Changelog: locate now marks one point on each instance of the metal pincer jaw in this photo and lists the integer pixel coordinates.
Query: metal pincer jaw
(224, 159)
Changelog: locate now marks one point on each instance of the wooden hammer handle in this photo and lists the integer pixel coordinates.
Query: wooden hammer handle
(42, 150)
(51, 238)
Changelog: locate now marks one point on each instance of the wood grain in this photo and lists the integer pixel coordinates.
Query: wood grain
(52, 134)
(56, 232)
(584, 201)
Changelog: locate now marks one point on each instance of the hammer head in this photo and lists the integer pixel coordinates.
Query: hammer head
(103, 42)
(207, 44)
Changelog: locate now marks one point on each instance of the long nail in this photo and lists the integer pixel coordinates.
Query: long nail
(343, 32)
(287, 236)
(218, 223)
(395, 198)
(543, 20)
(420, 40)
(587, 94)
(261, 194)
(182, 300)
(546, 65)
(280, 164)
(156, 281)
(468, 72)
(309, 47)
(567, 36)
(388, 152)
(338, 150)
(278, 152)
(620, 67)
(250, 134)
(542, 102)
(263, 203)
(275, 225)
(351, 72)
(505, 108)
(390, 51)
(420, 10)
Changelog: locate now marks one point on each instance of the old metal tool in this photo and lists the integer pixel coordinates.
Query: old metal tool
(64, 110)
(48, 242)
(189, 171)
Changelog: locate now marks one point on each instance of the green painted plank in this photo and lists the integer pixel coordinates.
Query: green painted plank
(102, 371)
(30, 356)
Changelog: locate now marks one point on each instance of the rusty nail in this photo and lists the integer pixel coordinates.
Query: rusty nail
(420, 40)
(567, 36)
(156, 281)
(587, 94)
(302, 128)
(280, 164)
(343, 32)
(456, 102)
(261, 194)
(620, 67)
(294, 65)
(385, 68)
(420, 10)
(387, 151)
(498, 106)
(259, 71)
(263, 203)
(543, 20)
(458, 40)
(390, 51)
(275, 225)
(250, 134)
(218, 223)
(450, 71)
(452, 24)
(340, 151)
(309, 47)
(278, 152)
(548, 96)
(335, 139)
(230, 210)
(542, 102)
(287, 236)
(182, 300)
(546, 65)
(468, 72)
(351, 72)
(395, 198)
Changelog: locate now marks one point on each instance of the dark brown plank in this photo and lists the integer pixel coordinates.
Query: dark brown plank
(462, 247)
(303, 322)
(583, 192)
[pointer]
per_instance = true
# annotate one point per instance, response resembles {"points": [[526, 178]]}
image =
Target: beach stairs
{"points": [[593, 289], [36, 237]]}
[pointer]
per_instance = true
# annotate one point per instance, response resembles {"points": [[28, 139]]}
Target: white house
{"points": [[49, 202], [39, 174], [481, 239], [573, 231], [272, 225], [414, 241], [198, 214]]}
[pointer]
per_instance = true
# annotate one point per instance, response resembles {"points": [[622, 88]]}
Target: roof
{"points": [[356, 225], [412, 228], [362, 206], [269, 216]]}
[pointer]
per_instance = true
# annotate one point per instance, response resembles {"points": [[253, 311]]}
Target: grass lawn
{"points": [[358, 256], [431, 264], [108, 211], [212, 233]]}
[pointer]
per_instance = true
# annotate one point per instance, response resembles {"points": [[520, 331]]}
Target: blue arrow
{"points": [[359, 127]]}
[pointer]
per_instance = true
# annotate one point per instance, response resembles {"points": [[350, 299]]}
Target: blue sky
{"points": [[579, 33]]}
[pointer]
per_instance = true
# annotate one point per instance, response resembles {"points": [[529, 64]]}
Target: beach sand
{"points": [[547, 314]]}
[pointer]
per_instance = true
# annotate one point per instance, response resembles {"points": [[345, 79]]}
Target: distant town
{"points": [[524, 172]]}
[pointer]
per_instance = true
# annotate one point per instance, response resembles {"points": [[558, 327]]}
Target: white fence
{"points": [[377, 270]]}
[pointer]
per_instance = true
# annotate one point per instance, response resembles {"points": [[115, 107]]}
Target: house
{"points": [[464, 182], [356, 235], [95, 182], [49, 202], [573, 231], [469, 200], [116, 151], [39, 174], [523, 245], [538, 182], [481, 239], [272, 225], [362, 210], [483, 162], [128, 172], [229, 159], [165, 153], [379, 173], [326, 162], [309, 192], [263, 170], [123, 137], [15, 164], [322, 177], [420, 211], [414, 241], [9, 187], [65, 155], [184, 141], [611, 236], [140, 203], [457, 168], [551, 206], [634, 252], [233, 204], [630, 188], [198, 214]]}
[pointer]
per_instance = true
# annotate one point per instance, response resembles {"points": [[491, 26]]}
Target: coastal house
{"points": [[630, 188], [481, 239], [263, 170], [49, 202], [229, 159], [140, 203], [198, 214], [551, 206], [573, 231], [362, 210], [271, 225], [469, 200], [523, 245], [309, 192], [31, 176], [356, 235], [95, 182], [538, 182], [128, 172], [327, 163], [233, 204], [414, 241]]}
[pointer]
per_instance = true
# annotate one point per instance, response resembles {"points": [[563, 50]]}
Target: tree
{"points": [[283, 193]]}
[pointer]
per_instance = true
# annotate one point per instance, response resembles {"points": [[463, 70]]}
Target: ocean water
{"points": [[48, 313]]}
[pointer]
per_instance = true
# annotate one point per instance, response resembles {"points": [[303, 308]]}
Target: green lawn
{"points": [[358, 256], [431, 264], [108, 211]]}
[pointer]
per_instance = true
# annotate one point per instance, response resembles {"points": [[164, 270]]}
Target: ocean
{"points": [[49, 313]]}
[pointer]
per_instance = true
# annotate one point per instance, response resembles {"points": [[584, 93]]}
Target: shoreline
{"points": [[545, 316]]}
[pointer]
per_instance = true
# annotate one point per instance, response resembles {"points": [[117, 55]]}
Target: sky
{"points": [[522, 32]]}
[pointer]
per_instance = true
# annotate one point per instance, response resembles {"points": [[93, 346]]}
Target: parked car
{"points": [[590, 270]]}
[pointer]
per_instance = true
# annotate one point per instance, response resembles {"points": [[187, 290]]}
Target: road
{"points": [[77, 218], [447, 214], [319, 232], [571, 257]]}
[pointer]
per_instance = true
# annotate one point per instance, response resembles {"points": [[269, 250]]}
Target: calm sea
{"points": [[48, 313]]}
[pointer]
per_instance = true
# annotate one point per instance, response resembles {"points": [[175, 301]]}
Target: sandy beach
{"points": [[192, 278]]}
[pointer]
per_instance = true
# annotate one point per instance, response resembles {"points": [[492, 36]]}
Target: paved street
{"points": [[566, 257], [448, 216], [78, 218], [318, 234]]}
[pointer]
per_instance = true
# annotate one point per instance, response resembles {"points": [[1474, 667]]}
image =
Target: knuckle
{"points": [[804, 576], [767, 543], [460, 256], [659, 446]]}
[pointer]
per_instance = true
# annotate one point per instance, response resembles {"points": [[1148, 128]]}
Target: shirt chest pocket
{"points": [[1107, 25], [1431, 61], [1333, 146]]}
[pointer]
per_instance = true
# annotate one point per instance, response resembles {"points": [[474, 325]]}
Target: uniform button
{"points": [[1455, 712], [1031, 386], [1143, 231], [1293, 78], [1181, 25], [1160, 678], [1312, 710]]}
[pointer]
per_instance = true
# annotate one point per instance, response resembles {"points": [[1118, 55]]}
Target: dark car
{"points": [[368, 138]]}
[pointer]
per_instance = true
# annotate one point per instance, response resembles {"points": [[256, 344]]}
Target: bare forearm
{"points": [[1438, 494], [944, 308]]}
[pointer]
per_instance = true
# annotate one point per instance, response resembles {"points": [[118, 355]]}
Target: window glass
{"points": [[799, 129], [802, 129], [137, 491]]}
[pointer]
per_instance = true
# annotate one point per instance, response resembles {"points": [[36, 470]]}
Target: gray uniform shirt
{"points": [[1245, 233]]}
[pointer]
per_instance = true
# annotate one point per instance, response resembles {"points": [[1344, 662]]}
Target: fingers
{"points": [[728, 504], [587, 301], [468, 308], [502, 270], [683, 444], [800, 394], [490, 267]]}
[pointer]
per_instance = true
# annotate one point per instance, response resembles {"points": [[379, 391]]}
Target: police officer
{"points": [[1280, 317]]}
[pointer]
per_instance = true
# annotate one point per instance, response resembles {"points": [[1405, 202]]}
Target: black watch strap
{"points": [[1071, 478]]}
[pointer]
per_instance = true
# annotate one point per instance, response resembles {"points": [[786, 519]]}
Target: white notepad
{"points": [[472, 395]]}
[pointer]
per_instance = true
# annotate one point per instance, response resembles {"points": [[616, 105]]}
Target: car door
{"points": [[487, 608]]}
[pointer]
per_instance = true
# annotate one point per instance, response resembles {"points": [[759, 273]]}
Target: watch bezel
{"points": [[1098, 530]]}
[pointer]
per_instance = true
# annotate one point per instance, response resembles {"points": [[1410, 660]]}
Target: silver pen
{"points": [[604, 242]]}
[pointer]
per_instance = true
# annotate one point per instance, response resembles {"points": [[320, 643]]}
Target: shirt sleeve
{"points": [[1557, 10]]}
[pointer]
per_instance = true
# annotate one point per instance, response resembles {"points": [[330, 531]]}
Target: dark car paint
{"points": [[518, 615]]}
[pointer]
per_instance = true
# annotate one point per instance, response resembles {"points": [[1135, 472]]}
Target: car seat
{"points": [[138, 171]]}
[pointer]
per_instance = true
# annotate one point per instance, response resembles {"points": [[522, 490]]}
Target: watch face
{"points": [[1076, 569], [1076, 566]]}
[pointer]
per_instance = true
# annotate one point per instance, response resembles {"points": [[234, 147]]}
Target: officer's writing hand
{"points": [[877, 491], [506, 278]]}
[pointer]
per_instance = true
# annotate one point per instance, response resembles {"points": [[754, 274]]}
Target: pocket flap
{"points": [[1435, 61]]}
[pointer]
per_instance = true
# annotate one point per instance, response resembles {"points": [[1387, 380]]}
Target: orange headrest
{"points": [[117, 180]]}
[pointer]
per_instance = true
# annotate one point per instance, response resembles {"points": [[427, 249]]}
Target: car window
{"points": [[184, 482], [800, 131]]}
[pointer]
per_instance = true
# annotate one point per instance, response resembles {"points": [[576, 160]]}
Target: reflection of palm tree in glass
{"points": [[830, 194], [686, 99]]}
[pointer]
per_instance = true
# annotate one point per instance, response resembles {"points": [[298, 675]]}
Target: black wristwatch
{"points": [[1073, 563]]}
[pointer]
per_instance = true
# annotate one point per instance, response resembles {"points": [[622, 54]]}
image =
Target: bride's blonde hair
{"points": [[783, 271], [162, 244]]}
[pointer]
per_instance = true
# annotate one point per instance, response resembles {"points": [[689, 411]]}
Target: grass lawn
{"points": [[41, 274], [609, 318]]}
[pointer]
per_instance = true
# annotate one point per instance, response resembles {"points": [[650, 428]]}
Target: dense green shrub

++++++++++++++++++++

## TASK STATEMENT
Which lines in the data contain the word "metal"? Report every such line in full, treating uppercase and lowercase letters as distinct.

## TASK OUTPUT
Changelog: locate now marks one point on each instance of the metal pincer jaw in this photo and lists the integer pixel coordinates.
Query: metal pincer jaw
Changelog: locate now marks one point on each instance of the old metal tool in this photo and lists the integer pixel coordinates.
Query: old metal tool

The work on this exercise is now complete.